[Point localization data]
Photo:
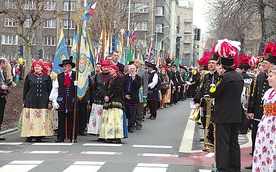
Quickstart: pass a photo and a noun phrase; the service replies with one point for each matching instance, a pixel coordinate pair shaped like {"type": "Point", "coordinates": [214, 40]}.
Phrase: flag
{"type": "Point", "coordinates": [84, 66]}
{"type": "Point", "coordinates": [133, 34]}
{"type": "Point", "coordinates": [60, 55]}
{"type": "Point", "coordinates": [88, 11]}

EXERCISE PROMPT -> Write every record out again exactly; no pictures belong in the copy.

ANSWER BOX ->
Photo:
Quickstart: pass a photo and a noun phrase; the service replies with one point for each matching instance, a pixel coordinate pair shaped like {"type": "Point", "coordinates": [214, 40]}.
Phrase: flag
{"type": "Point", "coordinates": [84, 66]}
{"type": "Point", "coordinates": [133, 34]}
{"type": "Point", "coordinates": [60, 55]}
{"type": "Point", "coordinates": [88, 11]}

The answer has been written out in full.